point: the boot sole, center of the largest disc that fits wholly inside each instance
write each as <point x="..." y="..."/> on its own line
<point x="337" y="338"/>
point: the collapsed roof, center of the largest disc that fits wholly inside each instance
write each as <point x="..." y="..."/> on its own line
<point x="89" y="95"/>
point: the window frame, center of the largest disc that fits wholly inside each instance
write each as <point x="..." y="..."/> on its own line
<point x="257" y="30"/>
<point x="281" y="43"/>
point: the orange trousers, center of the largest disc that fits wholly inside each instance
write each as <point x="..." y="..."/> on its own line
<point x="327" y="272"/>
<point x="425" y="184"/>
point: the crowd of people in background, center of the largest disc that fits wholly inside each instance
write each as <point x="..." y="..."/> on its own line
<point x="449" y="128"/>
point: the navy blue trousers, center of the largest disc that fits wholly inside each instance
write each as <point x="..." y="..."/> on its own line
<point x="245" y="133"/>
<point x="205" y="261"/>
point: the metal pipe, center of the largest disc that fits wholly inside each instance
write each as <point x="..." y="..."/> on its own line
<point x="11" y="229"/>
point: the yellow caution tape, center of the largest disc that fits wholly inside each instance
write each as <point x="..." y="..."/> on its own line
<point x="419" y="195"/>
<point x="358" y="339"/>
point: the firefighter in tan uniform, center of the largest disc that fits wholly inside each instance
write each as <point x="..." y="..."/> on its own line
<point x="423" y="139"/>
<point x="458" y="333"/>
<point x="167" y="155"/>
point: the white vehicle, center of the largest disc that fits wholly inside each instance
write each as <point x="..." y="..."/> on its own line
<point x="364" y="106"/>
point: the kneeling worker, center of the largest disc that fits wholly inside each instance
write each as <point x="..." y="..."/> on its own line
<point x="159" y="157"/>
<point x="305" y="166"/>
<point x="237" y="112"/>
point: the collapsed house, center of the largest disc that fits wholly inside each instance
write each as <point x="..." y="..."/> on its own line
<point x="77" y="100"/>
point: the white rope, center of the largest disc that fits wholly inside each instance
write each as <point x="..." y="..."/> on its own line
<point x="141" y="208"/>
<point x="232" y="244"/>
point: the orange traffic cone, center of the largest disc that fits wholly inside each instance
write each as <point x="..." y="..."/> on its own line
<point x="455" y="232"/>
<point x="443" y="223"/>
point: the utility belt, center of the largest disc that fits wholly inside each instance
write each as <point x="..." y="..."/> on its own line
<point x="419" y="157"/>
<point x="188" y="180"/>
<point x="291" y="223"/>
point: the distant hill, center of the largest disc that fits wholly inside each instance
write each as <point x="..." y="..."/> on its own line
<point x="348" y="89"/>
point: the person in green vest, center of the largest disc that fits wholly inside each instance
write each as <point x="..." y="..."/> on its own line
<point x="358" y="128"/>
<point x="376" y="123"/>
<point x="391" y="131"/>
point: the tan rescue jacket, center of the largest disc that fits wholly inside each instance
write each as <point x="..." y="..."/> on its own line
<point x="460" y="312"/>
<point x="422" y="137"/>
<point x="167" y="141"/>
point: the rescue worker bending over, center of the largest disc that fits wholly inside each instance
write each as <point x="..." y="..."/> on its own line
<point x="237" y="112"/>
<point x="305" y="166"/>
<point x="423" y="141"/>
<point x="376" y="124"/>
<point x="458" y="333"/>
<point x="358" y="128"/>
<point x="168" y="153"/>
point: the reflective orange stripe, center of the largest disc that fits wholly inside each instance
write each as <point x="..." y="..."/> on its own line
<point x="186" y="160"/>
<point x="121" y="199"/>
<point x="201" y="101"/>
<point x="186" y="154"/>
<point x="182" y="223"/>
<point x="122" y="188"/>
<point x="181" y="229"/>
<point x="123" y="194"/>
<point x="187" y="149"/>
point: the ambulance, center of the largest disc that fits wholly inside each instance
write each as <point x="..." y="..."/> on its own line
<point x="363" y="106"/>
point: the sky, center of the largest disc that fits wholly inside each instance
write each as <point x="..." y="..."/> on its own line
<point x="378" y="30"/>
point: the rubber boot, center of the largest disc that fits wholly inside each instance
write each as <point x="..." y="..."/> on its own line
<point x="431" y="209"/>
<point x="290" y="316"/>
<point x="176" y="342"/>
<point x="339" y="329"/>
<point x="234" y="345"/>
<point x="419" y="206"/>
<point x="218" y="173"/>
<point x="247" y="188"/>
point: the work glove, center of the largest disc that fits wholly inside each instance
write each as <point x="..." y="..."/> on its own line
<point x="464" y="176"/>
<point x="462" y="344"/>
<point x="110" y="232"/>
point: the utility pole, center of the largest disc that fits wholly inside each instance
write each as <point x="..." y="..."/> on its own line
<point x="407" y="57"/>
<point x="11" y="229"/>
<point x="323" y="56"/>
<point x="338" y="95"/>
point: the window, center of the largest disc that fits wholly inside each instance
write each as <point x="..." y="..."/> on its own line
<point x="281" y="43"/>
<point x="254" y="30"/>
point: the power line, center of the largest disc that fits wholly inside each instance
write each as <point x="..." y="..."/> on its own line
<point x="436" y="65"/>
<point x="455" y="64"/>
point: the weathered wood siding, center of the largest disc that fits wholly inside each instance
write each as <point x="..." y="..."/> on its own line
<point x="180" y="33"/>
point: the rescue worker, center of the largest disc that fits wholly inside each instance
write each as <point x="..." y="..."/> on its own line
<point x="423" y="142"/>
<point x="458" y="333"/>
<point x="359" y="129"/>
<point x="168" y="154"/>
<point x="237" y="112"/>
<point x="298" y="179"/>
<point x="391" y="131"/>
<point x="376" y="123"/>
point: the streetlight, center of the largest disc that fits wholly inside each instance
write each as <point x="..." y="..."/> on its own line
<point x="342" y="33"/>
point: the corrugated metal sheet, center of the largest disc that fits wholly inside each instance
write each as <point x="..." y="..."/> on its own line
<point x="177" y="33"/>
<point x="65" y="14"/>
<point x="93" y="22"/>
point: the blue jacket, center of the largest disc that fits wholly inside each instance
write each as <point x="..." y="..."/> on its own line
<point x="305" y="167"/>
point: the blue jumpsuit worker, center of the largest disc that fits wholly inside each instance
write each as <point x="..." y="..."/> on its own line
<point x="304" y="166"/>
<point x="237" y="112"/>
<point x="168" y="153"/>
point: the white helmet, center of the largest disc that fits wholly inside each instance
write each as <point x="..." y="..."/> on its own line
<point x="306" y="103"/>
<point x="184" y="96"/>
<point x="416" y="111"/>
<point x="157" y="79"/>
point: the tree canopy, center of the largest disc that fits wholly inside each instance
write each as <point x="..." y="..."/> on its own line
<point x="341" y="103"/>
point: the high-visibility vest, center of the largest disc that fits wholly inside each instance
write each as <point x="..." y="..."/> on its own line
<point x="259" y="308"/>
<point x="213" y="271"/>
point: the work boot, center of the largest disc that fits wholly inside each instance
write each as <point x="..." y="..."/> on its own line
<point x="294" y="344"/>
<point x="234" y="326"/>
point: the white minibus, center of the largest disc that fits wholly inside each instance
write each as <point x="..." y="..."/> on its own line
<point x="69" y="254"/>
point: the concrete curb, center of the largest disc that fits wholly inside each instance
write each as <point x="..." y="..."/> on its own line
:::::
Render every line above as a Markdown table with two columns, "Row" and "Line". Number the rows and leave out blank lines.

=== Result of the exercise ===
| Row | Line |
|---|---|
| 1 | point: the boot sole, center of the largest disc that fits wholly inside each instance |
| 2 | write each as <point x="..." y="..."/> on its own line |
| 3 | <point x="337" y="338"/> |
| 4 | point: the collapsed roof, center of the largest disc that fits wholly inside each instance |
| 5 | write each as <point x="..." y="..."/> on its own line |
| 6 | <point x="89" y="95"/> |
| 7 | point: the window frame, center of the largest disc that fits wholly inside each instance |
| 8 | write each as <point x="..." y="..."/> on its own line |
| 9 | <point x="257" y="30"/> |
| 10 | <point x="281" y="43"/> |
| 11 | point: the orange trousers, center of the largest disc that fits wholly inside each instance |
| 12 | write each as <point x="..." y="..."/> on its own line |
| 13 | <point x="327" y="272"/> |
| 14 | <point x="425" y="184"/> |
| 15 | point: the crowd of people in background, center of the largest disc that fits wholly inside each instance |
| 16 | write each as <point x="..." y="..."/> on its own line |
| 17 | <point x="449" y="128"/> |
| 18 | point: the navy blue trousers, center of the largest disc that fits wholly inside each instance |
| 19 | write each as <point x="..." y="..."/> on its own line |
| 20 | <point x="245" y="133"/> |
| 21 | <point x="205" y="261"/> |
| 22 | point: the metal pipe, center of the largest disc that fits wholly inside each instance |
| 23 | write each as <point x="..." y="..."/> on its own line |
| 24 | <point x="11" y="229"/> |
| 25 | point: the yellow caution tape, center of the largest disc that fits wholly inside each instance |
| 26 | write each as <point x="..." y="..."/> on its own line |
| 27 | <point x="419" y="195"/> |
| 28 | <point x="358" y="339"/> |
| 29 | point: the firefighter in tan uniform, center of the largest disc that fits wholly inside each instance |
| 30 | write each as <point x="..." y="..."/> on its own line |
| 31 | <point x="423" y="139"/> |
| 32 | <point x="458" y="333"/> |
| 33 | <point x="167" y="155"/> |
| 34 | point: the white vehicle, center of the largest disc that fits wholly inside each instance |
| 35 | write each as <point x="..." y="..."/> on its own line |
| 36 | <point x="364" y="106"/> |
| 37 | point: the kneeling worker, center of the largest disc that fits wholly inside each instance |
| 38 | write each as <point x="..." y="..."/> on its own line |
| 39 | <point x="159" y="157"/> |
| 40 | <point x="305" y="166"/> |
| 41 | <point x="237" y="112"/> |
| 42 | point: the collapsed house, center of the largest disc that fits wholly inside each instance |
| 43 | write each as <point x="..." y="..."/> on its own line |
| 44 | <point x="77" y="100"/> |
| 45 | point: the white rope, center of the largest disc that fits wholly inside each instance |
| 46 | write each as <point x="..." y="..."/> on its own line |
| 47 | <point x="141" y="208"/> |
| 48 | <point x="232" y="244"/> |
| 49 | point: the orange traffic cone, center of the largest disc that fits wholly inside each instance |
| 50 | write each as <point x="..." y="..."/> on its own line |
| 51 | <point x="455" y="232"/> |
| 52 | <point x="443" y="223"/> |
| 53 | point: the utility belt, center of the largest disc that fits wholly inside each instance |
| 54 | write each as <point x="..." y="..."/> on its own line |
| 55 | <point x="419" y="157"/> |
| 56 | <point x="188" y="180"/> |
| 57 | <point x="291" y="223"/> |
| 58 | point: the distant hill, center of the largest disc that fits wholly inside each instance |
| 59 | write each as <point x="..." y="..."/> on its own line |
| 60 | <point x="348" y="89"/> |
| 61 | point: the person in green vest, center of the largest disc that fits wholly inside each instance |
| 62 | write each as <point x="..." y="..."/> on its own line |
| 63 | <point x="358" y="128"/> |
| 64 | <point x="376" y="123"/> |
| 65 | <point x="391" y="131"/> |
| 66 | point: the tan rescue jacket, center of the largest disc that fits wholly inside each instance |
| 67 | write each as <point x="..." y="..."/> on its own line |
| 68 | <point x="460" y="312"/> |
| 69 | <point x="422" y="137"/> |
| 70 | <point x="167" y="141"/> |
| 71 | point: the rescue worker bending over, center of the largest disc that fits wholly inside each instance |
| 72 | write each as <point x="..." y="..."/> on its own line |
| 73 | <point x="237" y="112"/> |
| 74 | <point x="305" y="166"/> |
| 75 | <point x="423" y="141"/> |
| 76 | <point x="376" y="124"/> |
| 77 | <point x="458" y="333"/> |
| 78 | <point x="358" y="128"/> |
| 79 | <point x="168" y="153"/> |
| 80 | point: the reflective orange stripe, center of the largest disc that fits wholly inside each instance |
| 81 | write each as <point x="..." y="..."/> on its own line |
| 82 | <point x="186" y="160"/> |
| 83 | <point x="121" y="199"/> |
| 84 | <point x="201" y="101"/> |
| 85 | <point x="186" y="154"/> |
| 86 | <point x="182" y="223"/> |
| 87 | <point x="122" y="188"/> |
| 88 | <point x="181" y="229"/> |
| 89 | <point x="123" y="194"/> |
| 90 | <point x="187" y="149"/> |
| 91 | point: the ambulance, center of the largest disc that fits wholly inside each instance |
| 92 | write each as <point x="..." y="..."/> on its own line |
| 93 | <point x="363" y="106"/> |
| 94 | point: the sky, center of the largest disc that fits wholly inside each instance |
| 95 | write each as <point x="..." y="..."/> on its own line |
| 96 | <point x="378" y="30"/> |
| 97 | point: the rubber boot, center of the largest disc that fits wholly inside each instance |
| 98 | write each as <point x="..." y="..."/> on its own line |
| 99 | <point x="431" y="209"/> |
| 100 | <point x="290" y="316"/> |
| 101 | <point x="176" y="342"/> |
| 102 | <point x="339" y="329"/> |
| 103 | <point x="234" y="345"/> |
| 104 | <point x="419" y="206"/> |
| 105 | <point x="218" y="173"/> |
| 106 | <point x="247" y="188"/> |
| 107 | point: the work glove, center of the largest disc that fits wholly inside each instance |
| 108 | write each as <point x="..." y="..."/> on its own line |
| 109 | <point x="464" y="176"/> |
| 110 | <point x="462" y="344"/> |
| 111 | <point x="110" y="232"/> |
| 112 | point: the utility pole, center of the largest disc that fits wholly inside each instance |
| 113 | write each as <point x="..." y="..."/> on its own line |
| 114 | <point x="407" y="57"/> |
| 115 | <point x="11" y="229"/> |
| 116 | <point x="323" y="56"/> |
| 117 | <point x="338" y="95"/> |
| 118 | point: the window, center of the largest disc that fits wholly inside each instance |
| 119 | write each as <point x="..." y="..."/> on its own line |
| 120 | <point x="281" y="43"/> |
| 121 | <point x="254" y="30"/> |
| 122 | point: the power line, center of the largest disc that fits wholly inside each instance |
| 123 | write each as <point x="..." y="..."/> on its own line |
| 124 | <point x="436" y="65"/> |
| 125 | <point x="455" y="64"/> |
| 126 | point: the weathered wood siding, center of the largest disc that fits wholly inside each instance |
| 127 | write each as <point x="..." y="..."/> on its own line |
| 128 | <point x="180" y="33"/> |
| 129 | point: the rescue worker, center of the largest disc that fits wholly inside each instance |
| 130 | write each as <point x="..." y="..."/> on its own line |
| 131 | <point x="423" y="142"/> |
| 132 | <point x="458" y="333"/> |
| 133 | <point x="359" y="129"/> |
| 134 | <point x="168" y="154"/> |
| 135 | <point x="237" y="112"/> |
| 136 | <point x="298" y="179"/> |
| 137 | <point x="391" y="131"/> |
| 138 | <point x="376" y="123"/> |
| 139 | point: the streetlight, center of the largest disc that fits wholly inside each instance |
| 140 | write each as <point x="..." y="..."/> on its own line |
| 141 | <point x="342" y="33"/> |
| 142 | point: the corrugated metal sheet, center of the largest disc that fits wholly inside each instance |
| 143 | write each as <point x="..." y="..."/> on its own line |
| 144 | <point x="177" y="33"/> |
| 145 | <point x="65" y="14"/> |
| 146 | <point x="93" y="22"/> |
| 147 | point: the blue jacket, center of the largest disc that fits wholly inside each instance |
| 148 | write each as <point x="..." y="..."/> on its own line |
| 149 | <point x="305" y="167"/> |
| 150 | point: the blue jumpsuit worker, center of the largest disc that fits wholly inside each instance |
| 151 | write each as <point x="..." y="..."/> on its own line |
| 152 | <point x="304" y="166"/> |
| 153 | <point x="237" y="112"/> |
| 154 | <point x="168" y="153"/> |
| 155 | point: the white helmet, center of the largest disc that fits wholly inside each instance |
| 156 | write each as <point x="..." y="..."/> on its own line |
| 157 | <point x="306" y="103"/> |
| 158 | <point x="184" y="96"/> |
| 159 | <point x="416" y="111"/> |
| 160 | <point x="157" y="79"/> |
| 161 | point: the tree canopy, center of the largest disc that fits wholly inside each instance |
| 162 | write each as <point x="..." y="..."/> on its own line |
| 163 | <point x="341" y="103"/> |
| 164 | point: the high-visibility vest, center of the largest disc that fits wholly inside each instance |
| 165 | write each as <point x="..." y="..."/> on its own line |
| 166 | <point x="259" y="308"/> |
| 167 | <point x="213" y="271"/> |
| 168 | point: the work boot, center of the largest disc that fits wholly inside each instance |
| 169 | write each as <point x="..." y="..."/> on its own line |
| 170 | <point x="294" y="344"/> |
| 171 | <point x="234" y="326"/> |
| 172 | point: the white minibus, center of the largest disc that fits wholly inside each instance |
| 173 | write each as <point x="..." y="..."/> on its own line |
| 174 | <point x="69" y="254"/> |
| 175 | point: the concrete curb, center of the largest disc that fits wholly inside each instance |
| 176 | write each as <point x="..." y="..."/> on its own line |